> [SOURCE]
++++++++++

That’s how one Las Vegan described his initial discovery of Psycho Las Vegas, and he had reason to feel skeptical. Many of the bands on the psychedelic-rock festival’s mammoth bill had never played here before, so the notion of all 100-plus plunking down for an extended weekend—inside a casino, no less—felt like a pipe dream. Surely, Psycho could continue finding far larger local crowds in Southern California, where it staged its first three editions (in Santa Ana), than in Las Vegas.

Yet to Vegas it came, its organizers trusting in the appeal of Psycho’s sonic curation, which ranged from Black Sabbath’s end of the metal spectrum (Electric Wizard, Sleep) through classic rock’s heavier side (Alice Cooper, Blue Öyster Cult) and fanned out with some hardcore (Converge), noise-rock (A Place to Bury Strangers) and electronic (Zombi) acts. Comic Brian Posehn even told a few jokes Friday night, roughly a third of them about Slipknot.

2016 Psycho Festival: Friday, Saturday

And that faith paid off. Psycho succeeded not only as a destination—it nearly sold out at $250 a head—and as a worthwhile musical endeavor, but also as a sort of social experiment: What happens when you jam a multi-stage, multi-day musical festival inside a casino?

Okay, so Matador Records did it in 2010, bringing a few dozen bands to the Palms for three nights, but that was a one-off anniversary celebration for a beloved indie label. The rest of Las Vegas’ many music festivals take place outdoors, in Downtown bars or in single arenas. Inviting music fans—many of them middle-aged metalheads—to take over your resort for four nights takes some guts, so props to the Hard Rock Hotel for living up to its name by hosting.

The bands played in three venues: 4,000-capacity main hall the Joint, 700-cap club Vinyl and the sprawling Paradise Pool, best known for its sunny Rehab parties. It all took place near the property’s south end, which made shifting from stage to stage quite painless.

That went for most everything at Psycho, aside from the Joint’s $15 beers. For festival regulars used to frying in the sun while lining up for Porta-Potties, this was not that. Air conditioning, casino bathrooms, free drinking water and free parking made Psycho amazingly comfortable, and those staying at the Hard Rock were never more than an elevator ride from bed. As for food, dinner options included a giant slice of Forte pizza, a club sandwich at Mr. Lucky’s or, hell, a quick sushi splurge at Nobu.

2016 Psycho Festival: Sunday

The fest kept to its rigorous schedule—most bands played hour-long sets, separated by 20-minute changeovers—and, best of all, sound was routinely excellent everywhere (though more dynamic use of lighting and video screens could have enhanced the Joint experience).

++++++++++

> [SUPPLIED RECORDS]
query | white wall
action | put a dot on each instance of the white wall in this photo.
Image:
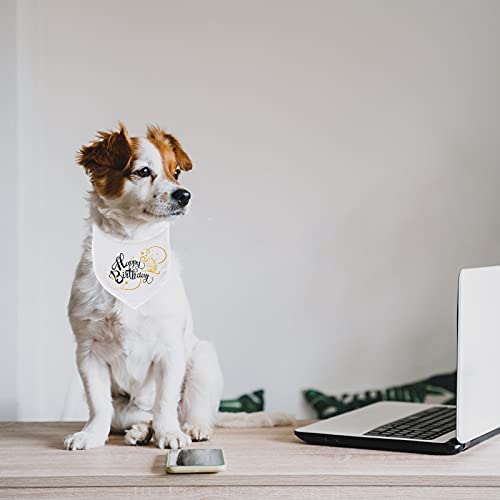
(346, 167)
(8, 212)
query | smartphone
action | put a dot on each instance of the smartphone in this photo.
(189, 461)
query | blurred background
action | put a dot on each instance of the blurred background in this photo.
(346, 166)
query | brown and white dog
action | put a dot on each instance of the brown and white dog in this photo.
(139, 365)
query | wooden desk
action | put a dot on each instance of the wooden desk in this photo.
(261, 463)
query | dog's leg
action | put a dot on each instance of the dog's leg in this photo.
(169, 373)
(202, 392)
(97, 382)
(133, 420)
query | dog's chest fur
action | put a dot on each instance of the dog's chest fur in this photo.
(129, 340)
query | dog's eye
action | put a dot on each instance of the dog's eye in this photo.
(143, 172)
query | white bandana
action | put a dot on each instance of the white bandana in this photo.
(131, 270)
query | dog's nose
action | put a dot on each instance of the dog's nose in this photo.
(182, 196)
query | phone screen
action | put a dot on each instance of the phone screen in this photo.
(196, 458)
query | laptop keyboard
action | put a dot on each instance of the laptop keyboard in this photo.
(427, 424)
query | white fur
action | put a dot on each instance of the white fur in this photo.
(144, 365)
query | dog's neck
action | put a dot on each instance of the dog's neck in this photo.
(119, 223)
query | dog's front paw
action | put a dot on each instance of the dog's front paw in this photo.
(198, 432)
(84, 440)
(172, 439)
(139, 434)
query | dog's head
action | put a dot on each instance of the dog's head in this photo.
(138, 176)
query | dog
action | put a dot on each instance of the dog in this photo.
(144, 371)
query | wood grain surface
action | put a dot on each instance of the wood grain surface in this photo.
(270, 463)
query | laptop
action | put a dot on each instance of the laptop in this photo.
(437, 429)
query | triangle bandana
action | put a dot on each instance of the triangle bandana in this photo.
(131, 270)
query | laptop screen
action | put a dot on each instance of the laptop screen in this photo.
(478, 355)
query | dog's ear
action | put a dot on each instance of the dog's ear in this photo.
(107, 160)
(157, 134)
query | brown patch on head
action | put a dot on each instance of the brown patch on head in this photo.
(171, 151)
(108, 161)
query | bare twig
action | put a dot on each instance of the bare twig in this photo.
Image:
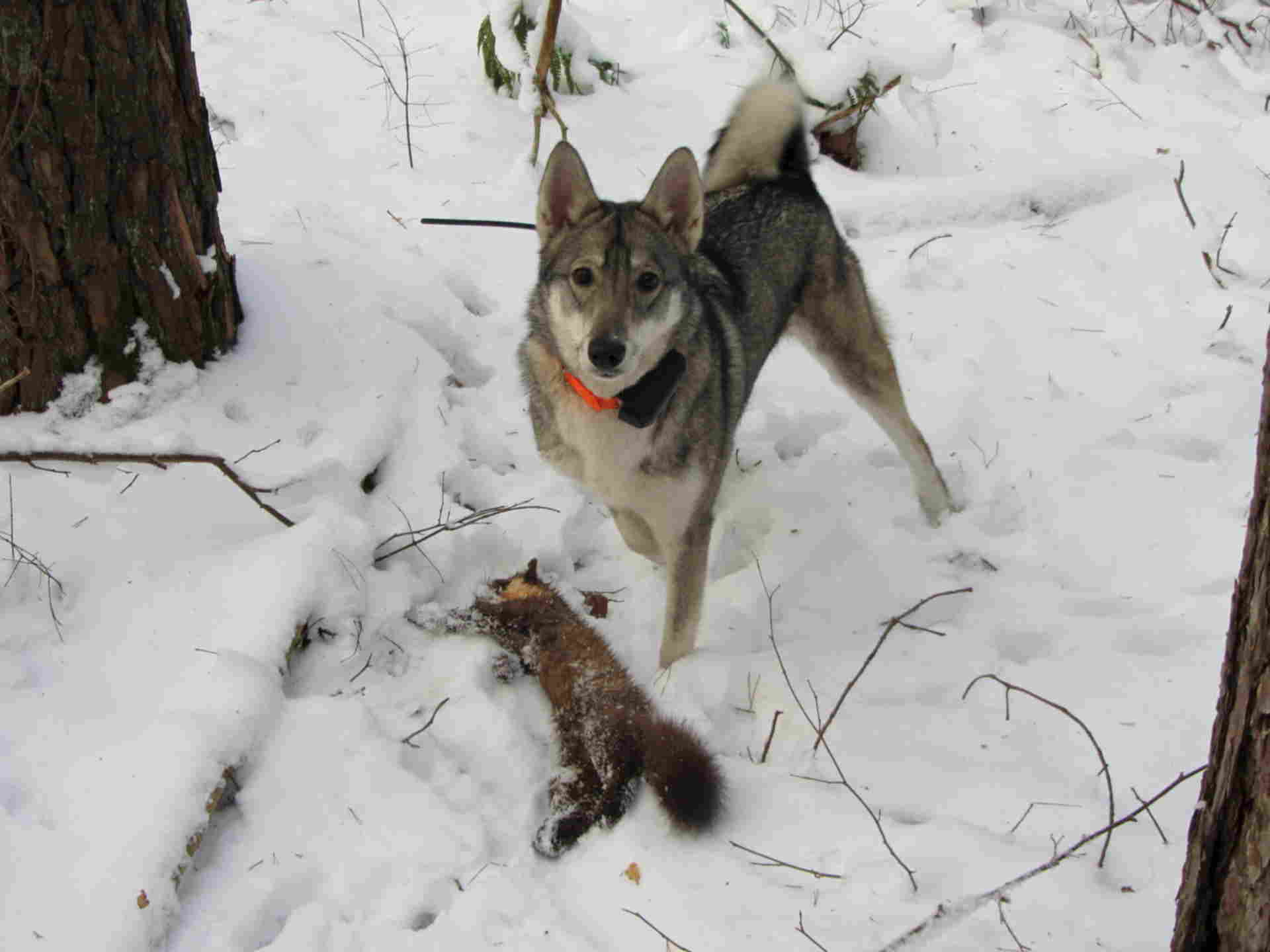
(1177, 184)
(774, 861)
(949, 914)
(415, 543)
(160, 461)
(672, 942)
(1105, 771)
(546, 104)
(785, 63)
(890, 626)
(13, 381)
(1001, 916)
(259, 450)
(947, 234)
(846, 28)
(418, 536)
(807, 935)
(813, 725)
(1133, 32)
(24, 556)
(1221, 244)
(482, 222)
(412, 736)
(360, 673)
(770, 735)
(1037, 803)
(1159, 828)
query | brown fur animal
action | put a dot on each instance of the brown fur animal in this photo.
(607, 730)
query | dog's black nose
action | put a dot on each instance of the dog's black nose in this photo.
(606, 353)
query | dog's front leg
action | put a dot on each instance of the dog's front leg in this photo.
(685, 589)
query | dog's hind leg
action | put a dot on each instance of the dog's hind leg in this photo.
(685, 588)
(839, 324)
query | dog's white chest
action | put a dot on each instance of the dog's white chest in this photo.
(610, 451)
(611, 456)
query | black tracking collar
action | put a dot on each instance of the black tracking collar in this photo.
(647, 397)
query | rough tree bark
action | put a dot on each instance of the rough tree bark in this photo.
(108, 192)
(1223, 904)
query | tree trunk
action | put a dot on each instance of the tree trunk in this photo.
(108, 190)
(1223, 904)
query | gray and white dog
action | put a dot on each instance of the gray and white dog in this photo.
(651, 321)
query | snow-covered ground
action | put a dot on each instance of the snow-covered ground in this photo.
(1061, 348)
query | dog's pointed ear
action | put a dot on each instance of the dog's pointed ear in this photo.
(566, 194)
(676, 198)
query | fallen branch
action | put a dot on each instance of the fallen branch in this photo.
(890, 626)
(770, 735)
(160, 461)
(813, 725)
(949, 914)
(671, 943)
(947, 234)
(423, 535)
(415, 734)
(806, 935)
(774, 861)
(785, 63)
(13, 381)
(1177, 184)
(1105, 771)
(546, 104)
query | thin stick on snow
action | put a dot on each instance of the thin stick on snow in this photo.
(412, 736)
(774, 861)
(1177, 186)
(1001, 916)
(546, 104)
(1107, 768)
(676, 945)
(770, 735)
(813, 725)
(1221, 244)
(480, 516)
(1038, 803)
(947, 234)
(890, 625)
(806, 935)
(480, 222)
(1133, 32)
(949, 914)
(160, 461)
(1159, 828)
(13, 381)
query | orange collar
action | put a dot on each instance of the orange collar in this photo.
(595, 403)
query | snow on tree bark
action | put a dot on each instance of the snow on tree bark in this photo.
(1223, 904)
(108, 193)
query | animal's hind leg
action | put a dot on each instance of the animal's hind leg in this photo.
(574, 797)
(839, 324)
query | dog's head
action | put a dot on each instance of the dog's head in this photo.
(613, 273)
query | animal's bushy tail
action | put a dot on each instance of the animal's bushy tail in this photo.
(762, 140)
(683, 775)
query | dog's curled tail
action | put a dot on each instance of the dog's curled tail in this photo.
(762, 140)
(683, 775)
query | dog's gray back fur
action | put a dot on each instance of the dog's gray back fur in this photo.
(766, 254)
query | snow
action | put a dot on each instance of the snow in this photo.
(1060, 346)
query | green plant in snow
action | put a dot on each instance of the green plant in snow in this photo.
(562, 59)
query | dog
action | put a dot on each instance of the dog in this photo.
(651, 321)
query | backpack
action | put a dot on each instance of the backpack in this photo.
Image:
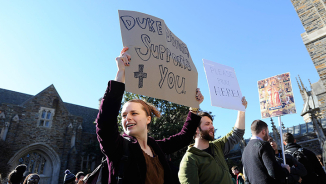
(303, 159)
(102, 170)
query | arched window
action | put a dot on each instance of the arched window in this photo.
(46, 116)
(34, 161)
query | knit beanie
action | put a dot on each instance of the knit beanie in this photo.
(16, 175)
(68, 177)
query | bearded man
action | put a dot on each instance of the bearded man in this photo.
(204, 161)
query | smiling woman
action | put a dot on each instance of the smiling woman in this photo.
(146, 162)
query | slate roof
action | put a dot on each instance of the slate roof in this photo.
(88, 114)
(13, 97)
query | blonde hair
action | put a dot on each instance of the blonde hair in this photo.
(150, 109)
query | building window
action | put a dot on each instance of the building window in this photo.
(88, 163)
(34, 161)
(46, 116)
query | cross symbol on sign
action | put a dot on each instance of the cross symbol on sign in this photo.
(141, 75)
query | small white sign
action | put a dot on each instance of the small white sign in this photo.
(223, 86)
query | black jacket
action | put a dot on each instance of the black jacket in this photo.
(260, 165)
(315, 172)
(297, 169)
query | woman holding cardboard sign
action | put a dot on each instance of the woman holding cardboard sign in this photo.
(134, 157)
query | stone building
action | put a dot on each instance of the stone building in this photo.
(313, 18)
(47, 134)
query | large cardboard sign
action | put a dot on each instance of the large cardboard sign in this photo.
(223, 85)
(161, 65)
(276, 96)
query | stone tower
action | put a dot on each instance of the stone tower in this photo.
(312, 14)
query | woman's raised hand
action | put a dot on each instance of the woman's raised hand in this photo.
(122, 61)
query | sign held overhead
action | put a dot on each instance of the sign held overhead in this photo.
(223, 86)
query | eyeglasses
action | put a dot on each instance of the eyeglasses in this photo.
(33, 179)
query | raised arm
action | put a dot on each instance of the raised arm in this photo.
(240, 123)
(122, 61)
(185, 136)
(106, 121)
(188, 172)
(227, 142)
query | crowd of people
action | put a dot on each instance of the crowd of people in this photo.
(134, 157)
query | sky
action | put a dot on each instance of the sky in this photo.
(73, 45)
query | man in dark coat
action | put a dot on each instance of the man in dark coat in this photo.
(258, 158)
(298, 170)
(315, 172)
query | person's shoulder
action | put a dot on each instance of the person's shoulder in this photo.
(189, 157)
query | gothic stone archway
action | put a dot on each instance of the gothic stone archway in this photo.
(51, 168)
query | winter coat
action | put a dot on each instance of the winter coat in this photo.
(315, 174)
(297, 169)
(198, 166)
(260, 165)
(111, 142)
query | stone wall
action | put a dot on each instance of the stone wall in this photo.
(24, 130)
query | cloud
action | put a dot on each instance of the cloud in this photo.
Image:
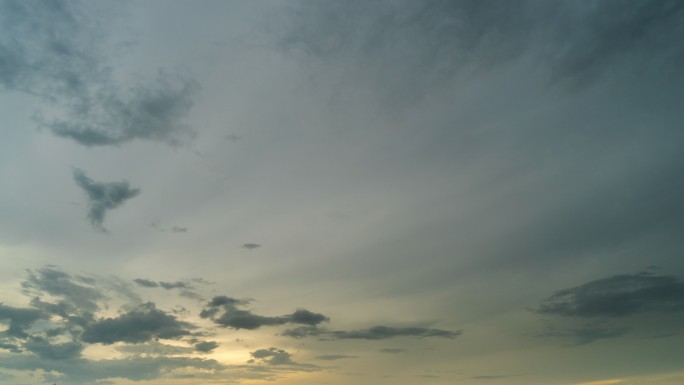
(392, 350)
(155, 348)
(374, 333)
(77, 293)
(55, 51)
(224, 311)
(174, 285)
(411, 47)
(333, 357)
(618, 296)
(103, 196)
(278, 357)
(178, 229)
(587, 334)
(494, 377)
(140, 325)
(206, 346)
(56, 351)
(19, 320)
(145, 282)
(87, 371)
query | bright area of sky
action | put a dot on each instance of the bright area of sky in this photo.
(342, 192)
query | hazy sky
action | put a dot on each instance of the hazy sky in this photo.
(342, 192)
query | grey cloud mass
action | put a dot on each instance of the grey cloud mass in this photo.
(224, 311)
(618, 296)
(140, 325)
(53, 51)
(103, 197)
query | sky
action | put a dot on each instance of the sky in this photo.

++++++++++

> [EXERCISE AIM]
Reproduce everything from "2016 Psycho Festival: Sunday" down to "the Joint experience)." in the Psycho Las Vegas article above, word for word.

> [RESULT]
2016 Psycho Festival: Sunday

The fest kept to its rigorous schedule—most bands played hour-long sets, separated by 20-minute changeovers—and, best of all, sound was routinely excellent everywhere (though more dynamic use of lighting and video screens could have enhanced the Joint experience).